◆ **Directive A**: Give the part of the listing that opens with the line containing "Where can the open" and runs through the end of the listing as a JSON list of strings, one string per line, with blank lines left out.

It Will Be Okay- a book review

it will be ok

It Will Be Okay is the perfect book for children between the ages 4 and 8.  With adorable illustrations and a sweet story of a farmer and a little seed, children learn to trust God and that he is always with us.  What a sweet message for your youngin’ to learn and understand at an early age.  Through out the story little seed expresses over and over again his fear of leaving the comfort of the seed packet in the farmer’s shed.  Little Seed is reminded that the farmer is kind and gentle and always watching over him.  It is so easy for fear to consume us, but it is even easier to place out trust in God.  With repetition the message of the story is, “trust in God.” “God is with us.”

The first page of the book is a list of 10 scriptures to memorize and explore with your child.  These scriptures share the promise of God’s word that will conquer the fear in your child’s heart (and your own)!

◆ **Directive B**: List every numeral that appears in the book review.

◆ **Record list**:

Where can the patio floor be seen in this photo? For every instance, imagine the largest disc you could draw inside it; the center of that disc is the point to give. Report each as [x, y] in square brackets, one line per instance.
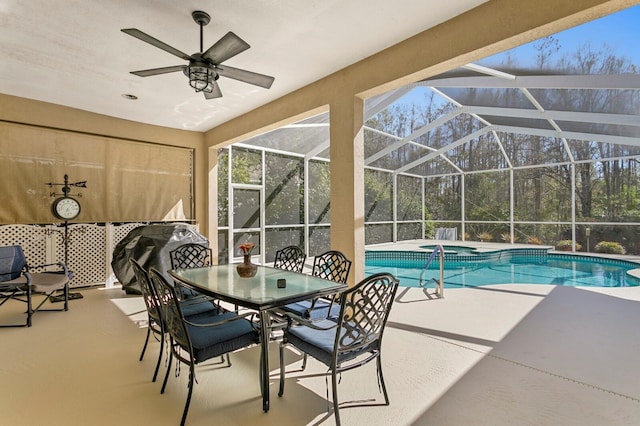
[495, 355]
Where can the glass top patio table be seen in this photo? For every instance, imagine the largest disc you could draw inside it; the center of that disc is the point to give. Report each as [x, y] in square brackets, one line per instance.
[260, 293]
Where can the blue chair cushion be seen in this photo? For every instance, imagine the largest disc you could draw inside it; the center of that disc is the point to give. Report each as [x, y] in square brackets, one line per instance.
[209, 342]
[319, 311]
[12, 262]
[320, 343]
[192, 308]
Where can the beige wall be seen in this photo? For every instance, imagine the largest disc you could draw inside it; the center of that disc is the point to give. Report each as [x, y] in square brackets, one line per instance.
[492, 27]
[488, 29]
[85, 128]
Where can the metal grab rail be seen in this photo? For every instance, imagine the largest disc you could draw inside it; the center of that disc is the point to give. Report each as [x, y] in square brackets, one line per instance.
[439, 284]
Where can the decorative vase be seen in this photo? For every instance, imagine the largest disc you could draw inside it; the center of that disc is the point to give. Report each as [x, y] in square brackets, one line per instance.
[246, 269]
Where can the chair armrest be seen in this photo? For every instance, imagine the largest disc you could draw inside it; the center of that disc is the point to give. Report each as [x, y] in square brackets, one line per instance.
[225, 321]
[62, 268]
[303, 321]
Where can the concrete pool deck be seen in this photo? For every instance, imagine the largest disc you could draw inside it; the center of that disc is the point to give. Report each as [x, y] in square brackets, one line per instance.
[511, 354]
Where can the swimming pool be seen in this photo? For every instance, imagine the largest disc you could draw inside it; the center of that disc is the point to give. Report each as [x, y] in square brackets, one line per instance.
[469, 268]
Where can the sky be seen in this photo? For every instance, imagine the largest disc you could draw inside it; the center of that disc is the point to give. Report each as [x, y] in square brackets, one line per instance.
[620, 31]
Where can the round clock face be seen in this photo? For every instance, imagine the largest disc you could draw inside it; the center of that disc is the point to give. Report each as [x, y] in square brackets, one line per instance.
[65, 208]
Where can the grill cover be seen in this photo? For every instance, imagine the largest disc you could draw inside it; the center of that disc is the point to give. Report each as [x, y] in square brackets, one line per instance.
[150, 245]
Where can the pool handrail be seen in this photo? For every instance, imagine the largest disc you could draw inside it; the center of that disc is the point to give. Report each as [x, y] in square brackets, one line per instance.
[439, 284]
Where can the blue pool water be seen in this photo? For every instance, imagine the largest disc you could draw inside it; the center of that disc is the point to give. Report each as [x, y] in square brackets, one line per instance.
[465, 268]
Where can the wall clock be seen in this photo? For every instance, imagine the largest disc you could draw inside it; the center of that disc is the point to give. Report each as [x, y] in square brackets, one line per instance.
[65, 208]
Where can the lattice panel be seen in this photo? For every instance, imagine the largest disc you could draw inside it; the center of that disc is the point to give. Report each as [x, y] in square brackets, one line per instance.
[90, 247]
[87, 253]
[32, 238]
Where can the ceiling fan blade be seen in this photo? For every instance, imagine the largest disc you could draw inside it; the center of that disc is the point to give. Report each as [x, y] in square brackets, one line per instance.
[227, 47]
[156, 71]
[215, 94]
[245, 76]
[155, 42]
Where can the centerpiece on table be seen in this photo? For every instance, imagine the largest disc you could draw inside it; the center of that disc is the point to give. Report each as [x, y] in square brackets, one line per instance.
[246, 269]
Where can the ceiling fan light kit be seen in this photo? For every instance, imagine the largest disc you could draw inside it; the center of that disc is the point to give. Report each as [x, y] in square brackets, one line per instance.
[204, 67]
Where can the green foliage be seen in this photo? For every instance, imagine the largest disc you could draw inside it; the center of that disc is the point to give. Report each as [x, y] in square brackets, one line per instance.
[534, 240]
[609, 247]
[485, 236]
[567, 245]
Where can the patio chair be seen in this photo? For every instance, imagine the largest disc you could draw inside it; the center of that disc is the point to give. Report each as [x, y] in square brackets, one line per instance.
[155, 321]
[196, 339]
[290, 258]
[331, 265]
[190, 255]
[351, 340]
[19, 281]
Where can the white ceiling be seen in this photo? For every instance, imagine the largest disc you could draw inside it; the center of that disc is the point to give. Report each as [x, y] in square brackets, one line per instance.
[72, 52]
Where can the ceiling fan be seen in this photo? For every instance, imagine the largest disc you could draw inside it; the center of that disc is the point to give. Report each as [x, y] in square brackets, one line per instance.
[205, 67]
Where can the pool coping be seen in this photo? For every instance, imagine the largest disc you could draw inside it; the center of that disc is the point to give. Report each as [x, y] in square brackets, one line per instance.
[415, 246]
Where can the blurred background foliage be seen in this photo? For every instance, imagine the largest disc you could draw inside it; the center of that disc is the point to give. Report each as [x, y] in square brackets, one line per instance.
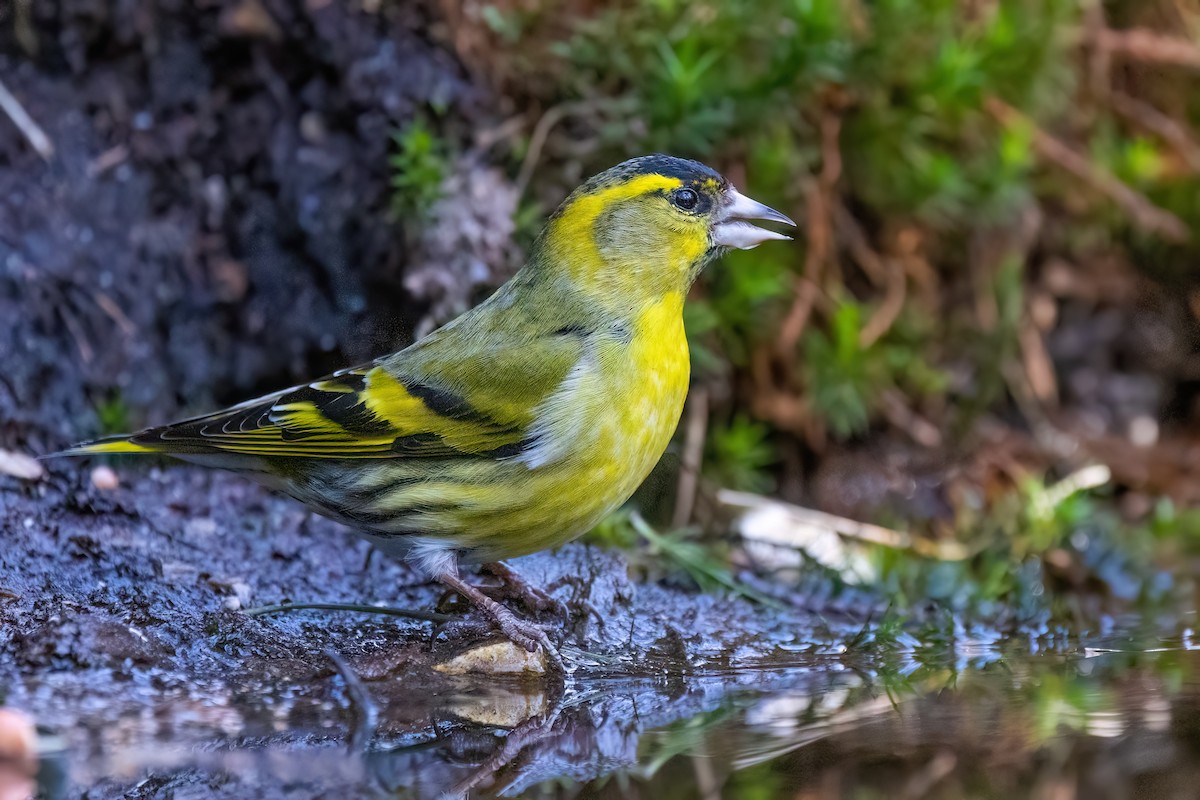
[994, 284]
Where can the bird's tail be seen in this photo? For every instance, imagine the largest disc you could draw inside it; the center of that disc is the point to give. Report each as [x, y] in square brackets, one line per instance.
[120, 443]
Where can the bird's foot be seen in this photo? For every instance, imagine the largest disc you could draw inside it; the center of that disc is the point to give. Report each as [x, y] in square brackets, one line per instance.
[523, 633]
[520, 589]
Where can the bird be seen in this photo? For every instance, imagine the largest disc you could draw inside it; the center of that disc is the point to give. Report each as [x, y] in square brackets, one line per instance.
[520, 425]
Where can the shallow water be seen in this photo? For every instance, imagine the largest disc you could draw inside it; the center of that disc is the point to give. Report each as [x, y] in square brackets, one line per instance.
[1109, 717]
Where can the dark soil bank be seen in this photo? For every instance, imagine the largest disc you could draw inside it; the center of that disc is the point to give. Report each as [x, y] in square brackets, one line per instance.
[215, 220]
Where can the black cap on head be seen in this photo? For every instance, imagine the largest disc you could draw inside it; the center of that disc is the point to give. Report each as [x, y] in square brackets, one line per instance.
[658, 163]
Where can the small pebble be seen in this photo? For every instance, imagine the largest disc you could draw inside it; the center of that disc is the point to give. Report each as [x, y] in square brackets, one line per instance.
[105, 479]
[496, 659]
[21, 465]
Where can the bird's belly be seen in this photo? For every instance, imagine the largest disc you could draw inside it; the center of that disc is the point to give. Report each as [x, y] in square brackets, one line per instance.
[599, 437]
[627, 413]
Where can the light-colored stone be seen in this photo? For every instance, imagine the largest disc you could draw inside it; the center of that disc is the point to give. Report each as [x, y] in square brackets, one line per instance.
[496, 659]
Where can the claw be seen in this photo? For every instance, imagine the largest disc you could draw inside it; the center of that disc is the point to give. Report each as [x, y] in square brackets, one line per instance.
[525, 633]
[525, 591]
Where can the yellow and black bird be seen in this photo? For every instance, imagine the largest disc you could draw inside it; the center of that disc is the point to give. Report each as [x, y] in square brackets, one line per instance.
[520, 425]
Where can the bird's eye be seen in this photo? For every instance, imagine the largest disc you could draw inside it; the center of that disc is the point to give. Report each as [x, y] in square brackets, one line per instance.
[685, 199]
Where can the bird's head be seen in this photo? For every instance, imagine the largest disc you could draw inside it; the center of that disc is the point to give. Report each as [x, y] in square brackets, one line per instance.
[648, 226]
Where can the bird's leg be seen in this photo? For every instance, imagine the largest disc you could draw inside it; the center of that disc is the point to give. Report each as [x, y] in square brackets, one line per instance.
[523, 632]
[521, 589]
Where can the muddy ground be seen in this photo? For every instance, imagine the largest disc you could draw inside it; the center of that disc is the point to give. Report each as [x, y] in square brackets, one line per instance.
[124, 633]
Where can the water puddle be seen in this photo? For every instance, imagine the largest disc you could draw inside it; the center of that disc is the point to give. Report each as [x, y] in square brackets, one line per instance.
[1117, 716]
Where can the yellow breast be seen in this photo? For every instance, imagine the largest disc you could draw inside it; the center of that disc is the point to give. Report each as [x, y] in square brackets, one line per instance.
[600, 435]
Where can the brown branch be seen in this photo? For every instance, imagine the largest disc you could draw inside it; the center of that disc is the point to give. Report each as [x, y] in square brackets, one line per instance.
[819, 234]
[1144, 214]
[1151, 119]
[1146, 46]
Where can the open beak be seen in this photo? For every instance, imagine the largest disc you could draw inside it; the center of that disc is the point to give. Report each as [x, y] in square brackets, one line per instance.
[733, 230]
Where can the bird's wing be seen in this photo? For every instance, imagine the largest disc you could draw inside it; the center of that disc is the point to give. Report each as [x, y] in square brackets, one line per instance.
[439, 398]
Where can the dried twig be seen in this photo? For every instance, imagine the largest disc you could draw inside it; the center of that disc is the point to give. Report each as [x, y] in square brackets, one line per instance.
[862, 531]
[819, 233]
[1144, 214]
[1146, 46]
[25, 124]
[364, 708]
[1151, 119]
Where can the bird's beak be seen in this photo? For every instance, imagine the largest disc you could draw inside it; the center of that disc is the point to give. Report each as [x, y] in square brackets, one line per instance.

◆ **Full response A**:
[
  "Where can the open beak be seen in this photo? For every instance, imagine the largest disc you could draw inside it; the center of that disc is the point to give. Report each as [x, y] in square brackets, one line per instance.",
  "[733, 230]",
  "Where can the bird's wing be seen in this photo? For every instance, imagine the largest disc you could draw inside it; the center of that disc is the point to give. Report each as [x, y] in square brackets, one line per instance.",
  "[439, 398]",
  "Where can the dried twig be seen in this photo? For every instance, imagine the largest disc you could draw inside it; the center of that disc is the point to give. Report each as [x, y] in square brackets, one line per instance.",
  "[862, 531]",
  "[819, 233]",
  "[1144, 214]",
  "[1146, 46]",
  "[25, 124]",
  "[364, 708]",
  "[1151, 119]",
  "Where can the bird's beak be seen in this photo? For every instance, imagine the largest disc you could draw inside it; the center of that disc is the point to give. Report each as [x, y] in square brackets, one line per instance."
]

◆ **Full response B**: 4, 8, 10